SUPPLIED RECORDS:
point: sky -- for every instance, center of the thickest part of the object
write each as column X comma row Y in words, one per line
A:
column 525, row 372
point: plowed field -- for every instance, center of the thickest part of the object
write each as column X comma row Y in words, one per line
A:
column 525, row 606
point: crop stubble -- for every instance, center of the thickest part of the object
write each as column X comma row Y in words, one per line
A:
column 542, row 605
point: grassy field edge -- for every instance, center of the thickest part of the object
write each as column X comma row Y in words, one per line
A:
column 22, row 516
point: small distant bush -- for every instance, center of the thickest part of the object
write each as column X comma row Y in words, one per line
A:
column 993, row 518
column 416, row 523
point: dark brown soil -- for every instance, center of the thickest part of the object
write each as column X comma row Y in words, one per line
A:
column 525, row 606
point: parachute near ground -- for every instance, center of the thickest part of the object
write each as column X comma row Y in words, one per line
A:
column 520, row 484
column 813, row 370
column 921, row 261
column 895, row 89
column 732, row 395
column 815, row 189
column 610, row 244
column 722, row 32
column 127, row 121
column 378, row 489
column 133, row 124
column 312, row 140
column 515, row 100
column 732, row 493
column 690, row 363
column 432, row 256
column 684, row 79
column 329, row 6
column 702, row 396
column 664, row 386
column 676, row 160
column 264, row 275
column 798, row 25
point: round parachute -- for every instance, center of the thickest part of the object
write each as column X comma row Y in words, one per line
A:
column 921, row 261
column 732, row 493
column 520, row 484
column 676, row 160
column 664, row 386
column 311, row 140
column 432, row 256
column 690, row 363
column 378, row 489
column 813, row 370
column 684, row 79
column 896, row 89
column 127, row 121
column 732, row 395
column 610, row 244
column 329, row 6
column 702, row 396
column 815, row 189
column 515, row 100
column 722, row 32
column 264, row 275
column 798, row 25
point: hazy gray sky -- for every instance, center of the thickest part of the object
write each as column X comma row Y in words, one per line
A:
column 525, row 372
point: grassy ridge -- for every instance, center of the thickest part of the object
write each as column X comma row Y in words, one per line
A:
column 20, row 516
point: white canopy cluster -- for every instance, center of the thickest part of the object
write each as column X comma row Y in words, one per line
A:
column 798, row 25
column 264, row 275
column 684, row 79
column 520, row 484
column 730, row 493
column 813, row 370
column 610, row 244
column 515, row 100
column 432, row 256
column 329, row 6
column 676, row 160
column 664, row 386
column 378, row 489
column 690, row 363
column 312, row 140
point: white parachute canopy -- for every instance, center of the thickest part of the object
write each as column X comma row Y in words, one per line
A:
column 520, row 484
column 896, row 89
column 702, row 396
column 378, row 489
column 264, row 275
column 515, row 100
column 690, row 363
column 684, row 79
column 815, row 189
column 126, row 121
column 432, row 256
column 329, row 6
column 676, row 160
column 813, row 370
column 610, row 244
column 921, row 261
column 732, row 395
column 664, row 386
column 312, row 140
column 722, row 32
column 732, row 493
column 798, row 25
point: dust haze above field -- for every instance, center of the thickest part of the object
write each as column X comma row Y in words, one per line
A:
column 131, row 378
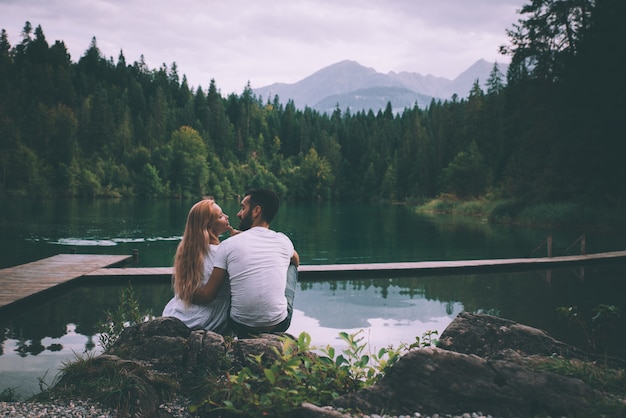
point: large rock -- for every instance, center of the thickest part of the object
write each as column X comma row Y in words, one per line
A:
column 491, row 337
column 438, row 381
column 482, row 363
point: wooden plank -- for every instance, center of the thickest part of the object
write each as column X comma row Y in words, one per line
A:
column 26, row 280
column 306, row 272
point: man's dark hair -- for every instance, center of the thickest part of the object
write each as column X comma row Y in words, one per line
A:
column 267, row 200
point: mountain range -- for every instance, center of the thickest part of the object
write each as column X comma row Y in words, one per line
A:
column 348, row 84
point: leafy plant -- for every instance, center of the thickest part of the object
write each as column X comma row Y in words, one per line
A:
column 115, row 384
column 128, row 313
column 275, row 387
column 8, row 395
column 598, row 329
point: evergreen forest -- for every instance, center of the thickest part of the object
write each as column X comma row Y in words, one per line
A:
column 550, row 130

...

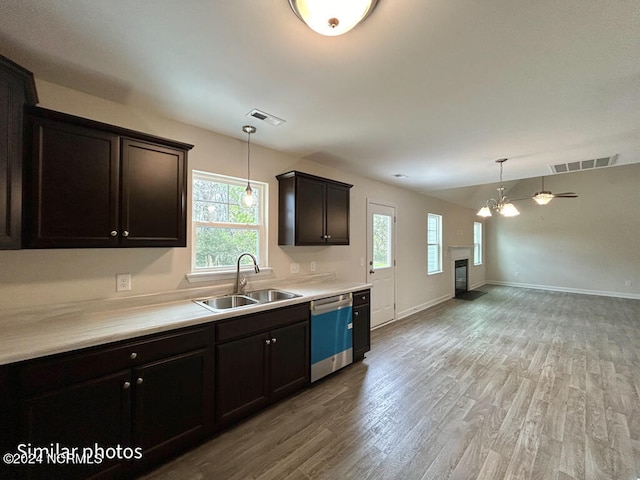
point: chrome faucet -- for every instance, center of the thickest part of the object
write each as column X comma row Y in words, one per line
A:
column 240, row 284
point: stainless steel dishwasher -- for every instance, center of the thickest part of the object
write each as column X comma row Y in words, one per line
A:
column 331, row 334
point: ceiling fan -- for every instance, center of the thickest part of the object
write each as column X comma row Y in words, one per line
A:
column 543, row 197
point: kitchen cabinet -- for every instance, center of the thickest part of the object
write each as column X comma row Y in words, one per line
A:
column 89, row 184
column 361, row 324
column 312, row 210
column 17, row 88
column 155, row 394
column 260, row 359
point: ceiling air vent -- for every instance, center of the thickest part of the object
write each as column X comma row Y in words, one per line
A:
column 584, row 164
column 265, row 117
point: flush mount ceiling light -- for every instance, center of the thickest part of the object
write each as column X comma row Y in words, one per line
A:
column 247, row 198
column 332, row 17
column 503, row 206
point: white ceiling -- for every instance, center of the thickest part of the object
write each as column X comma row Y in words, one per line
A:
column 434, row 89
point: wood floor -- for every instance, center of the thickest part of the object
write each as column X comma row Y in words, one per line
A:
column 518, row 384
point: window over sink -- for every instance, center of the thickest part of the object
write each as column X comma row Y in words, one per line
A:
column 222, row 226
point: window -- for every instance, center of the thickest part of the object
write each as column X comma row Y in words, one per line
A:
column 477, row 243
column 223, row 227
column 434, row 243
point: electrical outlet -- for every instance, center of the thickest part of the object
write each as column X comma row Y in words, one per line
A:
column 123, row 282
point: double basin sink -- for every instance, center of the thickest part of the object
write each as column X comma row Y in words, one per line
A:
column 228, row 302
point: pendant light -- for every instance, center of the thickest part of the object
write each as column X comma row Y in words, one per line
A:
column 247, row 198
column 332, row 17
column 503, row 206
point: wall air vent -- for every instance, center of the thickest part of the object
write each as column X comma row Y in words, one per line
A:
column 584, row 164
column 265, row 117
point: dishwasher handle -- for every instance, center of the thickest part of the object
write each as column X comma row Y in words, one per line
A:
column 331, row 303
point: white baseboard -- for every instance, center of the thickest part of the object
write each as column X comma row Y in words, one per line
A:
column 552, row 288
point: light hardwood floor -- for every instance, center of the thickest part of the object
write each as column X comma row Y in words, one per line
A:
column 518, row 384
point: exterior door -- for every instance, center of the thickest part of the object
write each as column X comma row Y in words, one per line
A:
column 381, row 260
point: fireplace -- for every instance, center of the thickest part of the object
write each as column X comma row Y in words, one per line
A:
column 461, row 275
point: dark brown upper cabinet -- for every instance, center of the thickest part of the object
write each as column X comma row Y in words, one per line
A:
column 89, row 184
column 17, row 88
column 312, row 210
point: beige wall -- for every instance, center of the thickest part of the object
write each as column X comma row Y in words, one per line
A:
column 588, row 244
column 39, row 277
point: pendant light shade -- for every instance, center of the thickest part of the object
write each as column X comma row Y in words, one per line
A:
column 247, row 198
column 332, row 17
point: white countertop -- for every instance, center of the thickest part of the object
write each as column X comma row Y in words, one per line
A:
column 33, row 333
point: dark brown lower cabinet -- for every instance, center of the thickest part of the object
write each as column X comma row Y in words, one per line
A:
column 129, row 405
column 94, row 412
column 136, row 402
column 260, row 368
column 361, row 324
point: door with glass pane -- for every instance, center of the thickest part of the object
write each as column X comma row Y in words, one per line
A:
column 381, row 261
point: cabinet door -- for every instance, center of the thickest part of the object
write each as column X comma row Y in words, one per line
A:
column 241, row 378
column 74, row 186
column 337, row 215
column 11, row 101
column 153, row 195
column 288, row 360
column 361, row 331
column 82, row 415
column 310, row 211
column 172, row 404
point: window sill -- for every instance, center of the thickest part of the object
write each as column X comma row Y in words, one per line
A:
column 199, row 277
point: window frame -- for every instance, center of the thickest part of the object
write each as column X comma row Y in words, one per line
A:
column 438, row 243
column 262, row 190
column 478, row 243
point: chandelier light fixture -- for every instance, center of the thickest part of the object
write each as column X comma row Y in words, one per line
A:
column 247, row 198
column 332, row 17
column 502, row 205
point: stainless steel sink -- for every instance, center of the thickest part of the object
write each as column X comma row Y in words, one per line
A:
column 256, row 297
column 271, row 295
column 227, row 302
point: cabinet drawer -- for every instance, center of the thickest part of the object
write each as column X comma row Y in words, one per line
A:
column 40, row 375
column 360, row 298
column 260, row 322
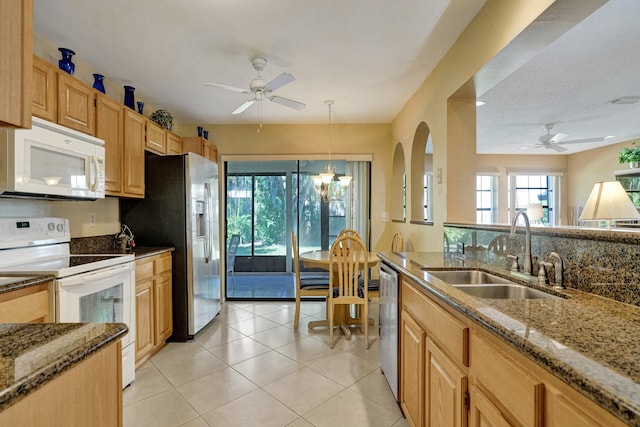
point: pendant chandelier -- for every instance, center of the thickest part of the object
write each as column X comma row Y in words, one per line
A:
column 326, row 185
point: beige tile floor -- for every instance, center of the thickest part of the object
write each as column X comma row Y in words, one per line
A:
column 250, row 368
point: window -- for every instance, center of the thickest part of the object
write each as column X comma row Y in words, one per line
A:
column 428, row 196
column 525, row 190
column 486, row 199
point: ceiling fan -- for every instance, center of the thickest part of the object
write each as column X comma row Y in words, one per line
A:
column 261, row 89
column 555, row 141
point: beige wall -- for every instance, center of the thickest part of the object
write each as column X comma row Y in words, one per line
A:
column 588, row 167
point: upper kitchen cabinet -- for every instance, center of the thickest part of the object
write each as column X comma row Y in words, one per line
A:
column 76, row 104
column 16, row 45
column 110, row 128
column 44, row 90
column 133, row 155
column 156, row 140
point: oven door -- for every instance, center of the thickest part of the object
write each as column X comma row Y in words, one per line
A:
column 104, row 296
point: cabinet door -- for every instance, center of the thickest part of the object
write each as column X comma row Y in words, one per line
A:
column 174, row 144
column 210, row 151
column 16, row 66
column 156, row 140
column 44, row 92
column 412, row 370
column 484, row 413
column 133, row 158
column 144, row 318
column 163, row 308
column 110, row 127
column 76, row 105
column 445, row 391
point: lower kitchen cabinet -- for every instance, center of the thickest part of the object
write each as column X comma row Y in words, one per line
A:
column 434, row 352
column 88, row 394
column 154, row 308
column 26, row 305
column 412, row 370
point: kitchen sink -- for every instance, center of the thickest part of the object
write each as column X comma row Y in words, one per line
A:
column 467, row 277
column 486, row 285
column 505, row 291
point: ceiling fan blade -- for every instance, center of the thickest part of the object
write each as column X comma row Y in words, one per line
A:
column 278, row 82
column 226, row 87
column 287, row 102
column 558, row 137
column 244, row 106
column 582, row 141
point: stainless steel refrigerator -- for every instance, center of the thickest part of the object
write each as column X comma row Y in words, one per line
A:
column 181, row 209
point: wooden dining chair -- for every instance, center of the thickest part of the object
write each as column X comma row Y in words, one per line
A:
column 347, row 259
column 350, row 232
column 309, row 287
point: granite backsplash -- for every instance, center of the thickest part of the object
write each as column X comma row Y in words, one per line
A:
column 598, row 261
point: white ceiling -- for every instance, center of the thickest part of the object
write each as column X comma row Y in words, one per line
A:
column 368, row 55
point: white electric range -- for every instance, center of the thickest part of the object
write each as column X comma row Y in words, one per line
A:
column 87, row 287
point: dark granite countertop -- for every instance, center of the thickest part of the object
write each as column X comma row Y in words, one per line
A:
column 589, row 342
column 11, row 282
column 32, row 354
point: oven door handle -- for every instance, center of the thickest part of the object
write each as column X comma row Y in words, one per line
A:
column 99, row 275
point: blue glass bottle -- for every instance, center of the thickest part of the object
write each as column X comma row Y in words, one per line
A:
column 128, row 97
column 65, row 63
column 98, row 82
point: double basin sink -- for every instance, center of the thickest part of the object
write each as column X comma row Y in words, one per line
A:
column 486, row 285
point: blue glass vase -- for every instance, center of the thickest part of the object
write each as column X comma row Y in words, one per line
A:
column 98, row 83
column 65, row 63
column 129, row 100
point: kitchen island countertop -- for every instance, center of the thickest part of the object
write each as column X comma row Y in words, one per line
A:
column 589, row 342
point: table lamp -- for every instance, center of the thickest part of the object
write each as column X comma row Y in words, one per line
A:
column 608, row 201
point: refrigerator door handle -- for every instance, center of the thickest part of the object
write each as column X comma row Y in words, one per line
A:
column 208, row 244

---

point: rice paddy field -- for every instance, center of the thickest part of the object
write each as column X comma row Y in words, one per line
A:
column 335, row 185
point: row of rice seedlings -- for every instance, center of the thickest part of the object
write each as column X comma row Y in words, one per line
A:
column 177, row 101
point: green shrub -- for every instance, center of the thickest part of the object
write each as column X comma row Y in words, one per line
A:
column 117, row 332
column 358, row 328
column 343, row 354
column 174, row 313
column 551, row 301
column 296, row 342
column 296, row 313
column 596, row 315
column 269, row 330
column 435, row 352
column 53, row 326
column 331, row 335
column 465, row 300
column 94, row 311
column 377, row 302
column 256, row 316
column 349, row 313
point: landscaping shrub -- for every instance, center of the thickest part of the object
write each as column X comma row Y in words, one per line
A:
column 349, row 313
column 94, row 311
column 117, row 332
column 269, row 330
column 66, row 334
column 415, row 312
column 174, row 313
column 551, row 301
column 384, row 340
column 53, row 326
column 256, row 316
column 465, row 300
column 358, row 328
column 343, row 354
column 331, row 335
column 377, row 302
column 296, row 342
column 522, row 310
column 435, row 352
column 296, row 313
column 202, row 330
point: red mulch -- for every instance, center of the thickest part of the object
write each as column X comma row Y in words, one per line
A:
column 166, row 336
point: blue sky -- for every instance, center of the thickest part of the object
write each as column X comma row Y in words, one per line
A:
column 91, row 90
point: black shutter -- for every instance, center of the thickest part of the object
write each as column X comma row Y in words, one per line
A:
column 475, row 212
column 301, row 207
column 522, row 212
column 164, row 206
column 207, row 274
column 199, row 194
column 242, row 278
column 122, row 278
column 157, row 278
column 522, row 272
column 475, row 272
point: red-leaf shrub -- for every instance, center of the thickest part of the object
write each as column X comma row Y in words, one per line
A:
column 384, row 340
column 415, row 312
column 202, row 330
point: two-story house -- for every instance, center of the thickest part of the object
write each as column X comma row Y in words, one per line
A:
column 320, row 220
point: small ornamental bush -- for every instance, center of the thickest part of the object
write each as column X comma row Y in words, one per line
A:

ASSIGNMENT:
Go through the entries and filter for lines holding the word "chandelier"; copy each match.

SOLUTION TO THIS PROBLEM:
point: chandelier light fixture -- for every instance, center of the thickest part of the object
point: pendant chandelier -- for every instance, center of the thickest part of the object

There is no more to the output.